### DOCUMENT EXCERPT
Now, this sort of work is not exactly new to CA We have been committed to service, diversity, and inclusion for over 20 years! But the new ingredient in the mix is a thoughtful commitment to connect these efforts to learning that is transformative and integrated.

Over the last several years, guided by our Strategic Plan’s focus on learning that is “relevant, personalized, and flexible,” we have been working to expand the ways CA students can do real-world learning. These have included a more robust set of offerings during our end-of-year Discovery Term and the opportunity for juniors to participate in the Work Experience Program, which 72 juniors took advantage of last year. The positive feedback from both the students and the numerous community partners for the WEP were part of what convinced us that the Center for Community Engagement’s time had come.

As we grow this Center, we will keep updating as we learn new lessons. Part of experiential learning best-practice is to build in proper time and attention for reflection and improvement, and that will be true for both the students and the adults working with them.
######
### SUPPLIED DATA
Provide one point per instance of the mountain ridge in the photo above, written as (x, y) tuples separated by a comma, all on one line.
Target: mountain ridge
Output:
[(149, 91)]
######
## THINGS TO DO
**A)** According to the Center for Community Engagement excerpt, how many juniors took part in the Work Experience Program last year?
**B)** From the Center for Community Engagement excerpt, extract the passage from "Now, this sort" to "is transformative and integrated.".
**C)** The Center for Community Engagement excerpt quotes the Strategic Plan's description of the learning it focuses on. List every adjective in that description.

## ANSWERS TO EACH TASK
**A)** 72 juniors

**B)**
Now, this sort of work is not exactly new to CA We have been committed to service, diversity, and inclusion for over 20 years! But the new ingredient in the mix is a thoughtful commitment to connect these efforts to learning that is transformative and integrated.

**C)** relevant, personalized, flexible